STUDY QUESTIONS =>
A. Answer these questions using the account titled "Arriving in the Wrong Place":
(i) On what date did the writer self-surrender to federal custody?
(ii) To which facility was the writer first designated?
(iii) In what town is FCI Allenwood located?
B. Reproduce verbatim the portion of the account titled "Arriving in the Wrong Place" from "Three days before" to "27th as required.".

PASSAGE FOR REVIEW =>
"""

Arriving in the Wrong Place
I self-surrendered to federal custody on January 27th, 2025. Self-surrender means you arrange your own transportation to the designated facility on the date provided by the BOP. Weeks before that date, I had been officially designated to FMC Devens — a federal medical center in Massachusetts specifically designed for inmates with significant medical needs. I had confirmed that designation, prepared my medical documentation accordingly, and made arrangements based on that assignment.
Three days before January 27th, I received a call from the BOP telling me that my designation had changed. I was no longer reporting to Devens. I was now required to self-surrender to FCI Allenwood in White Deer, Pennsylvania. Three days. That is the amount of time I had to cancel the arrangements I had made for Massachusetts, arrange private transportation to central Pennsylvania — commercial flights to that part of the state are limited, and the timeline left no margin for error — and present myself at a completely different facility on the same surrender date. I did all of that. I arrived at Allenwood on January 27th as required.

"""

Photo-based referring expression data:
"""

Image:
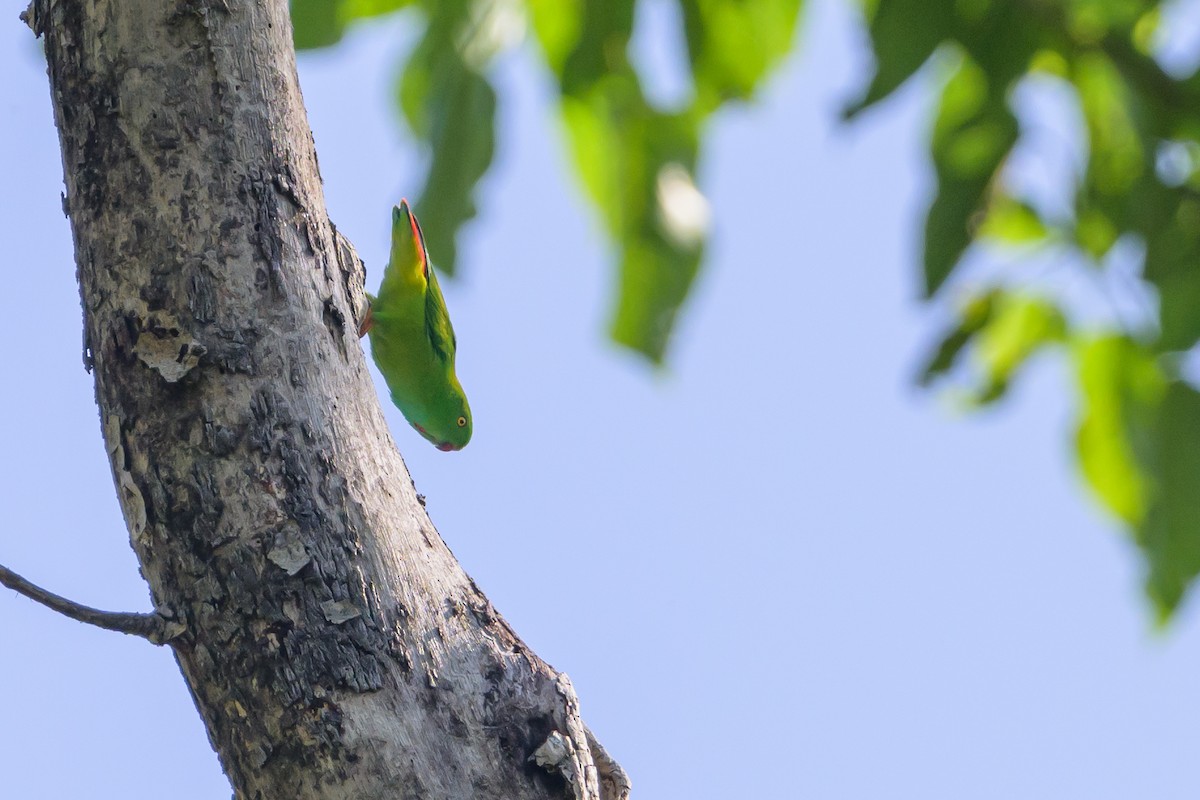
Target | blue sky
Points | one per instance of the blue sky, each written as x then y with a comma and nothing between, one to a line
772,570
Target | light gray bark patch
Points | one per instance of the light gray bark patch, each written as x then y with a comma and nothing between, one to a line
168,350
373,669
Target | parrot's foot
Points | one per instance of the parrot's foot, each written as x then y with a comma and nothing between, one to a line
367,323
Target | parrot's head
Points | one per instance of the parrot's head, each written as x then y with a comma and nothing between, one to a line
449,427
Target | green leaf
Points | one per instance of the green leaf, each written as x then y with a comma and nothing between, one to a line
316,23
1170,535
1120,385
1018,328
367,8
904,35
732,44
975,314
973,133
1013,222
450,107
1117,156
1173,264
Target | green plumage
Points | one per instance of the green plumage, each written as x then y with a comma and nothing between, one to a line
413,342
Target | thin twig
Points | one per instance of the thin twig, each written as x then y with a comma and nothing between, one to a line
155,629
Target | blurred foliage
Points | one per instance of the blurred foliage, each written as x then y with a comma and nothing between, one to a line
1137,187
1138,439
637,162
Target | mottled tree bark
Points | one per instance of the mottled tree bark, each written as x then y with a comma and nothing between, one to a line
333,644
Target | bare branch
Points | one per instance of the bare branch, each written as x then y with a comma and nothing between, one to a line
155,629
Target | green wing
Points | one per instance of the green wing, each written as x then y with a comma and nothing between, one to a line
437,319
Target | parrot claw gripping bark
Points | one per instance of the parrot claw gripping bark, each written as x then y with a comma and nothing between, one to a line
413,342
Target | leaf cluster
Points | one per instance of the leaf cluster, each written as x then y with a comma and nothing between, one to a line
637,162
1137,184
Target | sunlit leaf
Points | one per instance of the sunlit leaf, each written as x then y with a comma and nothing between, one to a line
1117,156
972,317
367,8
1120,388
1018,328
316,23
1013,222
973,133
450,106
733,43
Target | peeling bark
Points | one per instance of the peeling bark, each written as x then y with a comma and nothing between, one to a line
333,644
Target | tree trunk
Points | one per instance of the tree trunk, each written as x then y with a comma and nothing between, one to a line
333,644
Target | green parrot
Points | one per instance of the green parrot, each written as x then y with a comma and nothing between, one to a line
413,342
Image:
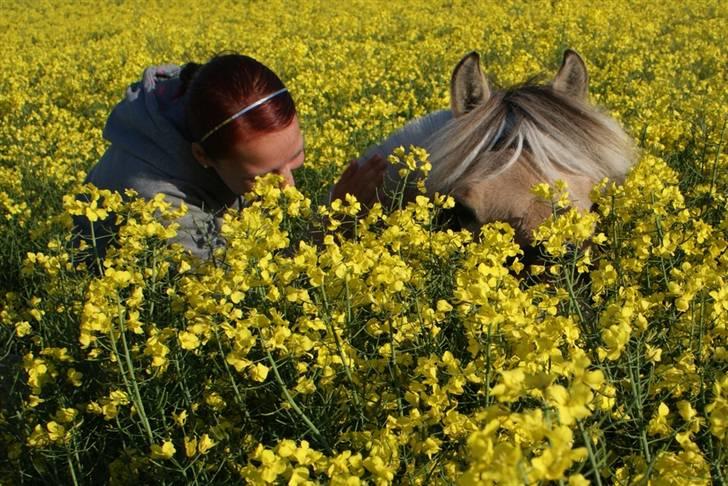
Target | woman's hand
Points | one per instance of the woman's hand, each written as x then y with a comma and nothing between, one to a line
361,181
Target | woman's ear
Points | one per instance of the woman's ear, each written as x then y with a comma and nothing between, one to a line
199,153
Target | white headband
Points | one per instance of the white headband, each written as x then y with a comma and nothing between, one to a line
242,112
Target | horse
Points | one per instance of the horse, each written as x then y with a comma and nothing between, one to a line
499,143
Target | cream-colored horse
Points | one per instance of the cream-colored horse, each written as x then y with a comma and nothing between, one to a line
500,143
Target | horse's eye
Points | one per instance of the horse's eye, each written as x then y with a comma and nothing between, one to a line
464,215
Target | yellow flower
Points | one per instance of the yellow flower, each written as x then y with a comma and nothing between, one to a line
205,444
258,372
164,451
188,340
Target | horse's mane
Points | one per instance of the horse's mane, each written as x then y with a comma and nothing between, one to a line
557,132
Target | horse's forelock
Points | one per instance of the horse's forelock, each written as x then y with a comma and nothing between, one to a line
561,134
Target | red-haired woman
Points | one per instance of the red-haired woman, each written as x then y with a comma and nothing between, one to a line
201,134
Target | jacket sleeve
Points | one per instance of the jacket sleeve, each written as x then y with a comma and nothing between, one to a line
198,231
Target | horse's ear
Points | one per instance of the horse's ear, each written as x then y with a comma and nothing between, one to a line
468,86
572,78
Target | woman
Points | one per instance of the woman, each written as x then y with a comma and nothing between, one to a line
201,135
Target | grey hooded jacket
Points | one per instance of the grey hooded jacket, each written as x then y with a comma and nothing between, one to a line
151,152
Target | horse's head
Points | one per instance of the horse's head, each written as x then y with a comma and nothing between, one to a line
502,142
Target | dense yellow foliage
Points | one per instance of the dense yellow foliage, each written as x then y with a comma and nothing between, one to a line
400,354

"""

TASK-BY-TASK OUTPUTS =>
A.
(i) January 27th, 2025
(ii) FMC Devens, a federal medical center in Massachusetts
(iii) White Deer, Pennsylvania

B.
Three days before January 27th, I received a call from the BOP telling me that my designation had changed. I was no longer reporting to Devens. I was now required to self-surrender to FCI Allenwood in White Deer, Pennsylvania. Three days. That is the amount of time I had to cancel the arrangements I had made for Massachusetts, arrange private transportation to central Pennsylvania — commercial flights to that part of the state are limited, and the timeline left no margin for error — and present myself at a completely different facility on the same surrender date. I did all of that. I arrived at Allenwood on January 27th as required.